-------- Texto dado
En la calle Álvarez Gato, de aquel Madrid de principios del siglo XX, una ferretería ostentaba a ambos lados de su puerta un par de espejos, uno cóncavo y convexo el otro, que devolvían la imagen distorsionada de los transeúntes. Fue en dicho artilugio que Ramón del Valle-Inclán se inspiró para crear el género del esperpento, estrenado en Luces de Bohemia (1920).
En la duodécima escena de la obra, tiene lugar una conversación entre Max Estrella —un escritor bohemio y ciego— y don Latino —un anciano bohemio y cínico— en la que aquel dice: «Los héroes clásicos reflejados en los espejos cóncavos dan el esperpento. El sentido trágico de la vida española solo puede darse con una estética sistemáticamente deformada… Las imágenes más bellas en un espejo cóncavo son absurdas».
Valle-Inclán hizo del esperpento una suerte de poética, una manera de hacer teatro reproduciendo la realidad española desde su reflejo en los espejos deformantes. ¿Pero qué sucede cuando estos espejos no motivan la poética de una ficción, sino el modus creandi de una realidad?
El terrorismo, sin importar que se trate del atentado masivo o de la ejecución individual, incumple el principio de mutuo e implícito consenso que hay en toda guerra para sustituirlo por el de la más descarnada imposición. La víctima de todo acto terrorista —desde el desapercibido transeúnte de Niza hasta las esculturas del Museo de Mosul—es conminada por la fuerza a pararse frente a los espejos deformantes para contemplar su propio esperpento. Hay en ello una estética espeluznante, una poética de la muerte que no debemos ignorar.
----------------
-------- Información
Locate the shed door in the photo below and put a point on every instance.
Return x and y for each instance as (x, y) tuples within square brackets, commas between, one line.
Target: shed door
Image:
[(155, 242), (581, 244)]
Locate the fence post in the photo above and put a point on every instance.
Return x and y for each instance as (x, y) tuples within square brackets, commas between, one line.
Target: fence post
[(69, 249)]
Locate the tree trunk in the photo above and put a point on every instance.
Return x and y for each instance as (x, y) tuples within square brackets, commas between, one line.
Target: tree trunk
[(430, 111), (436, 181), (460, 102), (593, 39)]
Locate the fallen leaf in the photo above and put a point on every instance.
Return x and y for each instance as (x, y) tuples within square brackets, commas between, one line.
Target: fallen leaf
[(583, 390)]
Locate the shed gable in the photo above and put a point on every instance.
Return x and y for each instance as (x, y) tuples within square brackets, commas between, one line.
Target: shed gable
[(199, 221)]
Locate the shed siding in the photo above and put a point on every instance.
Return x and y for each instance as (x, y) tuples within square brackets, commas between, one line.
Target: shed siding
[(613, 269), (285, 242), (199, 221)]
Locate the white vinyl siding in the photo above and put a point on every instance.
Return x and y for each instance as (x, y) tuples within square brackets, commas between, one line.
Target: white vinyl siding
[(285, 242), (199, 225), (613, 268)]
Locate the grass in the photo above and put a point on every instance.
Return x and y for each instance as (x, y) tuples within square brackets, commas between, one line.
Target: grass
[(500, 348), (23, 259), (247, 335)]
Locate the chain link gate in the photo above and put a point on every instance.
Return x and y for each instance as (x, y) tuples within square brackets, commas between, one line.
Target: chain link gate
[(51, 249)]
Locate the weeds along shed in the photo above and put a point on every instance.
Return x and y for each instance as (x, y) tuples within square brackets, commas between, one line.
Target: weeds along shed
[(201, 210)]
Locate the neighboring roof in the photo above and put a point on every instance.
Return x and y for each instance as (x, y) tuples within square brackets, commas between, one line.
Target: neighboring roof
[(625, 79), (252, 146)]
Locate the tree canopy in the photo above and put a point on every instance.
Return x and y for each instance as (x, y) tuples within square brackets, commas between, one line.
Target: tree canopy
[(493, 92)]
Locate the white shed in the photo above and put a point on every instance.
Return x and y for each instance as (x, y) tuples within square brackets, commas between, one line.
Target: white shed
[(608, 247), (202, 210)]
----------------
-------- Información
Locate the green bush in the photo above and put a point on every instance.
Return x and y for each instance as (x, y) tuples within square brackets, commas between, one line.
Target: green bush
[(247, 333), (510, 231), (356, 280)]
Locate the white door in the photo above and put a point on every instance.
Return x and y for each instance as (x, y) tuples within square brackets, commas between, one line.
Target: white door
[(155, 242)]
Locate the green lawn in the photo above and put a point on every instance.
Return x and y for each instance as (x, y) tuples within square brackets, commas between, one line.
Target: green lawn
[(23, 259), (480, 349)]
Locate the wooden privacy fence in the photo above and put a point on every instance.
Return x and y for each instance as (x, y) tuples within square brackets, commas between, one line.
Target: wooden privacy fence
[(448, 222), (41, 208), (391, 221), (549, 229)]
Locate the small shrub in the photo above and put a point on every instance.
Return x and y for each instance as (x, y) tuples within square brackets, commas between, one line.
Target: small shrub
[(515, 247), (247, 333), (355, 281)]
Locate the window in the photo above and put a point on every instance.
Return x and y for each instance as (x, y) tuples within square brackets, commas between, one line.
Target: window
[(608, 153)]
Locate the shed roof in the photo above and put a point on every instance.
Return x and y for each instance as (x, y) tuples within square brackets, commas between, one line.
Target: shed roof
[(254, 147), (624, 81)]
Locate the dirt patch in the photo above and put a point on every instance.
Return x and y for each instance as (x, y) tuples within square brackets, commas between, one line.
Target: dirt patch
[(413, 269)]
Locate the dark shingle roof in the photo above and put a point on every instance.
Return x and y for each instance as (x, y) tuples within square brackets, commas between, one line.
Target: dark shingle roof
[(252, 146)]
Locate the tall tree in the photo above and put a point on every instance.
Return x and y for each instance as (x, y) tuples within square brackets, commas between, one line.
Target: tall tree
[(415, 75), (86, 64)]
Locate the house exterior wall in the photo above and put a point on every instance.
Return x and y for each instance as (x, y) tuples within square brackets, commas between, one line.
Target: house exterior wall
----------------
-------- Información
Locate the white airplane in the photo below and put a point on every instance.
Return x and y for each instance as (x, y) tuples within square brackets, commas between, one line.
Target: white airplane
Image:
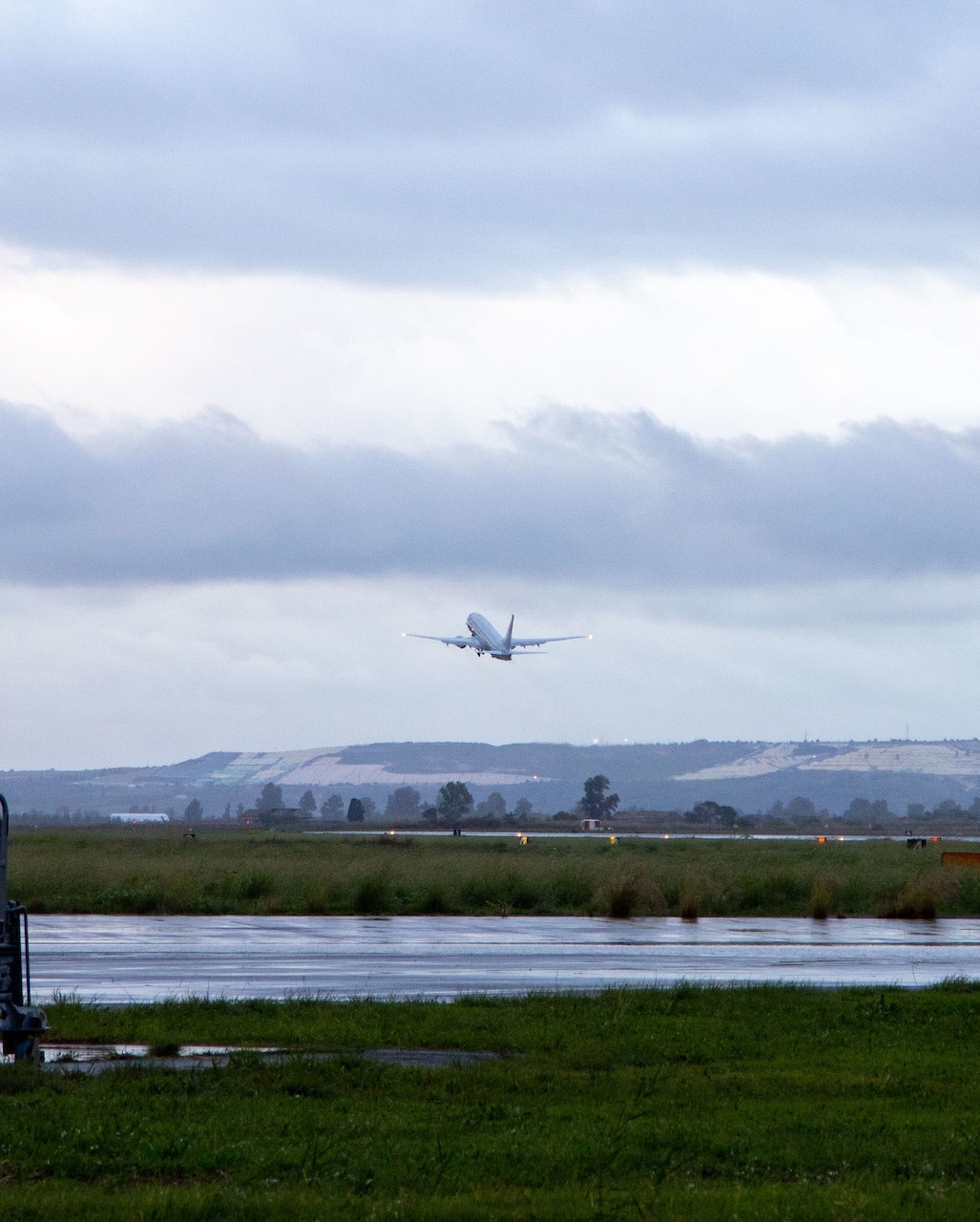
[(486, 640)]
----------------
Comprueba tu comprensión:
[1] Resume en dos oraciones el párrafo del texto sobre el esperpento que empieza «En la calle Álvarez Gato» y conserva sus datos principales.
[2] Retoma el texto sobre el esperpento justo después de su última oración y continúalo con un párrafo nuevo.

Resultados por tarea:
[1] En la calle Álvarez Gato del Madrid de principios del siglo XX, una ferretería tenía a ambos lados de la puerta un espejo cóncavo y otro convexo que deformaban la imagen de los transeúntes. En ese artilugio se inspiró Ramón del Valle-Inclán para crear el esperpento, estrenado en Luces de Bohemia (1920).

[2]
En la conversación que sostienen Max y don Latino, hay dos claves esenciales que permiten comprender la estética del horror: 1) toda belleza es absurda frente a un espejo cóncavo; 2) el sentido trágico solo puede concretarse por medio de «una estética sistemáticamente deformada».
Al respecto, Platón creía que lo bello es bueno; y Aristóteles concebía la belleza como aquello que es valioso por sí mismo; quizás por ello creemos a menudo que la belleza es un bastión donde sentirnos seguros. No pocos estetas han visto la belleza como la cima de la civilización, pero esta cima no está exenta del absurdo al ser expuesta al espejo cóncavo del terror. Los terroristas saben que la belleza a menudo es un refugio en las adversidades, así que procuran cuanto antes caricaturizarla desdibujando su silueta ante el espejo deformante.
Por tanto, la «estética sistemáticamente deformada» de la que habla Valle-Inclán es esencial para convertir la belleza en esperpento; así pues, el esperpento es la antibelleza de los terroristas. Aristóteles añadió el valor del «placer» al concepto platónico de belleza, ese placer que, paradójicamente, hemos visto en el degollador del Estado Islámico al deformar grotescamente la belleza de la dignidad humana. Al parecer —y aunque sea por razones de otra índole—, la psiquis del terrorista y su estructura de valores se han paseado también por fuera de la ferretería de la calle Álvarez Gato.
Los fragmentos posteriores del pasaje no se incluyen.